%%
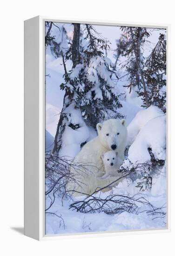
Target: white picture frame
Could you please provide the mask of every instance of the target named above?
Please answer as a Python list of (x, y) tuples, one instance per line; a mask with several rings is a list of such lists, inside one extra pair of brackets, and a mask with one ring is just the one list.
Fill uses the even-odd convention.
[[(167, 133), (167, 226), (166, 228), (149, 230), (135, 230), (122, 231), (103, 231), (46, 236), (45, 234), (45, 26), (46, 21), (108, 25), (111, 26), (144, 26), (166, 28), (168, 34), (167, 84), (168, 120)], [(25, 153), (24, 153), (24, 234), (37, 239), (45, 240), (62, 236), (118, 235), (127, 234), (169, 232), (170, 225), (170, 128), (169, 115), (169, 33), (170, 25), (156, 24), (128, 24), (95, 20), (63, 20), (37, 16), (24, 22), (24, 97), (25, 97)], [(32, 161), (31, 161), (32, 159)]]

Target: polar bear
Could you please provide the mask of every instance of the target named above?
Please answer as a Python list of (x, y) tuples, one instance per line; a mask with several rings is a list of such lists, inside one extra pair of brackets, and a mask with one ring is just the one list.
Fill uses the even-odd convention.
[(120, 176), (117, 172), (120, 166), (119, 164), (118, 154), (117, 152), (110, 150), (101, 155), (105, 171), (105, 174), (101, 177), (101, 179), (105, 179), (109, 176)]
[(116, 177), (101, 179), (105, 174), (102, 154), (109, 150), (117, 152), (118, 168), (124, 159), (127, 139), (125, 119), (109, 119), (98, 123), (96, 128), (98, 136), (86, 143), (75, 157), (75, 162), (81, 167), (71, 170), (77, 182), (69, 182), (67, 190), (74, 190), (74, 195), (81, 195), (81, 193), (89, 195), (97, 188), (103, 188), (116, 180)]

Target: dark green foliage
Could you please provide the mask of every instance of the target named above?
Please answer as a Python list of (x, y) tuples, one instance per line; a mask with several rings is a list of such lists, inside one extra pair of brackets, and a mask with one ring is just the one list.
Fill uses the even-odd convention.
[[(166, 39), (160, 34), (159, 40), (145, 63), (144, 76), (150, 105), (166, 112)], [(140, 96), (142, 92), (139, 92)], [(144, 100), (144, 98), (143, 98)]]

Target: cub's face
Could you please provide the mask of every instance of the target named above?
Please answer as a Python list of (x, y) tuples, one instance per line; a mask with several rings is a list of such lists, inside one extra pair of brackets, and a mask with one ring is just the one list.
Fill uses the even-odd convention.
[(101, 159), (104, 164), (108, 167), (115, 167), (117, 163), (118, 152), (110, 151), (103, 154)]
[(101, 143), (109, 150), (118, 151), (127, 135), (125, 119), (109, 119), (99, 123), (97, 129)]

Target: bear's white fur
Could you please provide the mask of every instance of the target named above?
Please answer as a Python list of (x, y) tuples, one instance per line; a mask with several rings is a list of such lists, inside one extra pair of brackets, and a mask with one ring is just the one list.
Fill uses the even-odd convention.
[(103, 154), (101, 159), (103, 162), (105, 174), (101, 177), (102, 179), (105, 179), (109, 176), (119, 177), (120, 176), (117, 170), (120, 165), (118, 157), (118, 152), (110, 150)]
[[(127, 139), (126, 126), (125, 119), (109, 119), (97, 124), (98, 135), (86, 144), (74, 159), (75, 162), (83, 165), (86, 171), (81, 171), (81, 168), (76, 171), (71, 170), (74, 178), (80, 185), (69, 182), (67, 190), (78, 191), (79, 193), (73, 193), (74, 195), (81, 195), (81, 193), (89, 195), (97, 188), (103, 188), (116, 180), (116, 177), (101, 179), (105, 171), (101, 156), (109, 150), (118, 152), (118, 168), (120, 167), (124, 159)], [(116, 184), (115, 183), (112, 185)]]

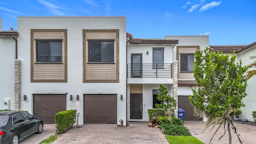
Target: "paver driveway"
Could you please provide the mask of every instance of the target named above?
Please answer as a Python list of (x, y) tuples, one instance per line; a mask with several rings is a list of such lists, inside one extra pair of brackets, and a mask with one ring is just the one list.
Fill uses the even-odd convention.
[(146, 122), (131, 122), (130, 127), (116, 124), (84, 124), (71, 130), (51, 144), (169, 144), (158, 128), (149, 128)]

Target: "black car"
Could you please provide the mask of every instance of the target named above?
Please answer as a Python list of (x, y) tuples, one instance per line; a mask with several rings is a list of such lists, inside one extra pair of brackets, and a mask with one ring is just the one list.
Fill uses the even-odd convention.
[(31, 134), (43, 131), (42, 118), (22, 111), (0, 111), (0, 144), (17, 144)]

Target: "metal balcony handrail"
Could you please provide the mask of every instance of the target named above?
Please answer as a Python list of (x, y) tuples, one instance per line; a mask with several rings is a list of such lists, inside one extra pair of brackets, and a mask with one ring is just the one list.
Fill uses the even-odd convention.
[(128, 78), (172, 78), (172, 64), (127, 64)]

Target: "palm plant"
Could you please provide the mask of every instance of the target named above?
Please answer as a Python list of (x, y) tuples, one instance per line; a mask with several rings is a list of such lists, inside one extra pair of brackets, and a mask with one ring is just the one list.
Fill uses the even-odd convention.
[[(256, 58), (256, 56), (251, 56), (249, 57), (250, 60)], [(248, 68), (256, 68), (256, 60), (252, 63), (247, 66)], [(256, 76), (256, 70), (248, 70), (246, 74), (246, 78), (248, 80), (252, 78), (252, 77)]]

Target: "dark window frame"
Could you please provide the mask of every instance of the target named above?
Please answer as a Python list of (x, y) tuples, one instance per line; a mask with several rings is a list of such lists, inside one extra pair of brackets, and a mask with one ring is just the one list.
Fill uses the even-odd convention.
[[(36, 63), (62, 63), (62, 57), (63, 57), (63, 54), (62, 54), (62, 50), (63, 50), (63, 46), (62, 46), (62, 41), (63, 39), (35, 39), (36, 41)], [(59, 43), (58, 44), (59, 44), (60, 46), (60, 47), (58, 47), (57, 48), (58, 49), (57, 51), (58, 54), (57, 55), (53, 56), (53, 54), (51, 54), (51, 53), (53, 53), (53, 52), (51, 52), (51, 49), (53, 49), (54, 48), (51, 47), (51, 43), (52, 44), (53, 42), (57, 42)], [(42, 44), (42, 43), (44, 43), (44, 44), (47, 44), (48, 43), (48, 48), (48, 48), (48, 54), (47, 54), (44, 56), (42, 56), (38, 54), (39, 52), (40, 51), (40, 50), (39, 50), (40, 48), (42, 48), (40, 47), (39, 46), (39, 44)], [(48, 57), (48, 58), (46, 58), (44, 60), (40, 60), (39, 57)], [(54, 60), (52, 60), (55, 59)]]
[[(115, 49), (115, 43), (114, 43), (114, 40), (87, 40), (88, 41), (88, 63), (100, 63), (100, 64), (106, 64), (106, 63), (110, 63), (110, 64), (114, 64), (114, 49)], [(92, 54), (92, 53), (94, 52), (92, 52), (90, 50), (91, 48), (90, 48), (90, 44), (92, 43), (96, 44), (96, 43), (100, 43), (100, 48), (98, 48), (99, 49), (98, 50), (99, 50), (99, 55), (98, 55), (98, 58), (95, 58), (95, 57), (93, 58), (92, 57), (90, 57), (90, 55)], [(106, 43), (106, 44), (108, 44), (107, 43), (108, 43), (110, 44), (108, 46), (111, 46), (111, 47), (110, 48), (111, 48), (110, 53), (109, 52), (110, 52), (109, 50), (107, 50), (106, 51), (106, 50), (102, 50), (102, 44), (104, 43)], [(112, 46), (110, 45), (112, 45)], [(104, 53), (104, 50), (105, 50), (105, 52), (108, 52)], [(111, 54), (110, 54), (111, 53)], [(94, 54), (94, 56), (96, 56), (96, 54)], [(110, 54), (110, 56), (108, 55), (108, 54)], [(104, 56), (105, 58), (106, 58), (106, 60), (102, 60), (103, 57)]]
[[(189, 60), (188, 58), (188, 56), (193, 56), (193, 62), (192, 64), (193, 64), (193, 68), (191, 69), (191, 70), (188, 70), (189, 67)], [(182, 56), (187, 56), (186, 58), (186, 62), (183, 62), (182, 58)], [(180, 54), (180, 72), (192, 72), (192, 70), (194, 69), (194, 58), (195, 58), (195, 54)], [(184, 62), (186, 62), (185, 65), (186, 66), (184, 66), (182, 65)], [(184, 67), (185, 66), (185, 67)]]
[[(157, 94), (154, 94), (154, 91), (155, 91), (156, 93), (158, 93)], [(158, 91), (159, 91), (158, 92), (157, 92)], [(157, 97), (158, 97), (158, 94), (160, 94), (160, 90), (152, 90), (152, 100), (153, 100), (153, 108), (156, 108), (156, 104), (160, 104), (161, 103), (161, 101), (159, 100), (158, 99), (157, 99)]]
[[(152, 63), (153, 63), (153, 68), (156, 68), (157, 66), (157, 68), (162, 68), (164, 67), (164, 48), (152, 48), (153, 49), (153, 56), (152, 58)], [(162, 60), (162, 60), (162, 62), (161, 63), (156, 63), (154, 59), (154, 58), (155, 57), (154, 56), (154, 51), (155, 50), (161, 50), (162, 51)]]

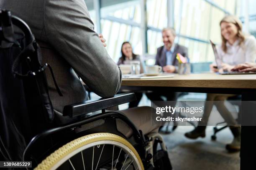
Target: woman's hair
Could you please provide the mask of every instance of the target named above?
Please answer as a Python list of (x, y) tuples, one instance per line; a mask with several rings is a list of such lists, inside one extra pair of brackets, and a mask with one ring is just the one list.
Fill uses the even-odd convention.
[[(125, 56), (123, 53), (123, 46), (125, 44), (130, 44), (130, 45), (131, 45), (131, 43), (129, 42), (128, 41), (125, 41), (123, 42), (123, 44), (122, 44), (122, 46), (121, 46), (121, 54), (122, 54), (122, 56), (121, 57), (121, 59), (122, 60), (122, 61), (123, 61), (125, 60)], [(136, 54), (134, 54), (133, 53), (133, 52), (132, 52), (132, 53), (133, 53), (133, 60), (134, 60), (135, 58), (136, 58), (136, 56), (137, 55), (136, 55)]]
[[(240, 42), (239, 45), (241, 46), (244, 42), (245, 40), (245, 35), (242, 32), (242, 25), (240, 20), (235, 15), (227, 15), (225, 16), (220, 22), (220, 26), (223, 22), (232, 23), (235, 24), (237, 28), (237, 34), (236, 35)], [(225, 52), (227, 52), (227, 40), (225, 39), (223, 35), (221, 35), (221, 40), (222, 43), (221, 44), (221, 48)]]

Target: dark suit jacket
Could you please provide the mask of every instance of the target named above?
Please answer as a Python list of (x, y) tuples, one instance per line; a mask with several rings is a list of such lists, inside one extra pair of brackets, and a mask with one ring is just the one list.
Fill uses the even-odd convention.
[[(172, 62), (172, 65), (174, 66), (177, 67), (179, 65), (179, 61), (176, 59), (176, 55), (178, 53), (182, 55), (184, 57), (188, 58), (187, 48), (183, 46), (175, 44), (174, 52), (172, 54), (173, 60)], [(157, 48), (157, 52), (156, 56), (155, 65), (164, 67), (166, 65), (166, 55), (164, 50), (164, 46), (162, 46)]]
[(0, 8), (24, 20), (40, 42), (43, 61), (51, 66), (64, 95), (59, 95), (47, 70), (55, 110), (88, 99), (77, 75), (100, 96), (118, 91), (121, 72), (94, 31), (84, 0), (0, 0)]

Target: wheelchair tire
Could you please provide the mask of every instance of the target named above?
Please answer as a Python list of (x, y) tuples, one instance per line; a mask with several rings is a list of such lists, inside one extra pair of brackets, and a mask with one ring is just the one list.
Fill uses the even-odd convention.
[[(109, 160), (108, 163), (105, 163), (106, 165), (102, 165), (102, 163), (99, 164), (105, 145), (108, 146), (105, 148), (107, 148), (107, 149), (109, 149), (109, 150), (110, 148), (112, 149), (111, 146), (113, 146), (113, 151), (110, 152), (109, 150), (109, 152), (105, 151), (105, 153), (107, 152), (107, 153), (108, 154), (108, 156), (106, 156), (105, 157), (108, 158), (109, 159), (110, 159), (112, 160), (112, 161), (111, 160), (110, 161)], [(95, 149), (95, 148), (96, 148)], [(116, 149), (117, 148), (120, 149)], [(98, 149), (97, 153), (96, 152), (97, 149)], [(90, 158), (92, 160), (92, 160), (90, 160), (90, 163), (88, 163), (88, 166), (87, 166), (84, 163), (85, 162), (85, 164), (86, 164), (87, 160), (87, 158), (88, 155), (88, 154), (86, 154), (86, 152), (89, 152), (89, 151), (90, 152), (90, 153), (92, 152), (92, 158)], [(115, 152), (115, 154), (114, 154), (114, 151)], [(119, 155), (117, 159), (116, 159), (116, 155), (118, 155), (118, 152)], [(95, 155), (97, 155), (96, 153), (97, 153), (98, 157), (99, 157), (98, 155), (100, 155), (100, 154), (98, 160), (97, 161), (96, 160), (94, 162)], [(105, 155), (105, 153), (102, 155)], [(120, 154), (121, 153), (122, 153), (122, 154)], [(114, 155), (115, 155), (115, 161), (114, 161)], [(86, 155), (86, 158), (85, 158), (84, 155)], [(82, 166), (81, 165), (79, 165), (80, 166), (80, 168), (76, 168), (76, 167), (74, 167), (74, 165), (73, 165), (72, 162), (72, 159), (74, 159), (78, 156), (82, 157), (82, 163), (81, 162), (81, 164), (82, 165), (83, 164), (83, 168), (81, 168), (81, 166)], [(119, 159), (119, 157), (120, 157), (120, 158)], [(123, 158), (122, 160), (121, 157)], [(126, 158), (124, 162), (125, 157)], [(125, 164), (127, 160), (127, 161), (130, 161), (130, 162), (127, 162)], [(77, 160), (75, 160), (75, 161), (74, 162), (77, 162)], [(96, 165), (97, 162), (97, 163)], [(132, 166), (129, 167), (133, 162)], [(129, 163), (129, 165), (128, 165)], [(79, 163), (80, 164), (80, 163)], [(122, 165), (122, 163), (123, 165)], [(66, 165), (64, 165), (64, 164), (65, 164)], [(98, 164), (101, 166), (100, 169), (99, 169), (100, 167), (98, 166)], [(118, 166), (116, 168), (115, 166), (117, 164), (118, 164)], [(83, 169), (95, 169), (95, 170), (96, 169), (144, 170), (143, 164), (141, 158), (133, 145), (124, 138), (117, 135), (108, 133), (94, 133), (80, 137), (67, 143), (59, 148), (43, 160), (41, 163), (38, 165), (35, 170), (55, 170), (60, 168), (61, 166), (66, 167), (67, 169), (74, 170)], [(89, 169), (88, 168), (90, 166), (91, 166), (91, 167), (90, 167)], [(108, 167), (108, 168), (105, 168), (106, 167)], [(118, 166), (119, 166), (119, 168), (118, 168)], [(67, 167), (68, 166), (69, 166), (69, 168)], [(122, 167), (120, 169), (120, 166)], [(128, 168), (129, 168), (128, 169)], [(132, 169), (131, 169), (131, 168)], [(61, 168), (60, 169), (64, 169), (65, 168)]]

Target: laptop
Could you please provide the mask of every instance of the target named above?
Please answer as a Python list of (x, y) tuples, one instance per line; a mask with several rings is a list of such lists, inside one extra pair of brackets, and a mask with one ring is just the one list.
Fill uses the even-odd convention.
[[(217, 52), (217, 49), (216, 48), (216, 45), (214, 44), (210, 40), (210, 42), (212, 45), (212, 50), (213, 50), (213, 53), (214, 53), (214, 57), (215, 57), (215, 61), (217, 65), (217, 68), (219, 70), (222, 68), (221, 63), (222, 62), (222, 58), (221, 56), (220, 56)], [(236, 74), (256, 74), (255, 72), (239, 72), (238, 71), (223, 71), (222, 72), (219, 72), (219, 73), (221, 75), (236, 75)]]

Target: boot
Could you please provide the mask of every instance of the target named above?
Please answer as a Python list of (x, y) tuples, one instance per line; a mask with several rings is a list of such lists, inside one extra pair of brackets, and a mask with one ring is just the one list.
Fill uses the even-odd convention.
[(195, 129), (189, 132), (185, 133), (185, 136), (190, 139), (196, 139), (198, 137), (205, 137), (206, 126), (198, 126)]
[(241, 145), (241, 127), (230, 126), (229, 128), (234, 136), (234, 139), (231, 143), (226, 145), (226, 149), (229, 152), (239, 151)]

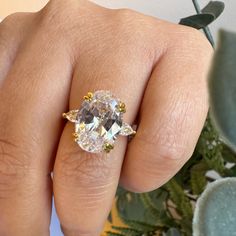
%%
» **Work to complete**
List every line in the records that contains the word "white". The match is case-sensitive.

» **Response below**
Target: white picture frame
Target: bear's white fur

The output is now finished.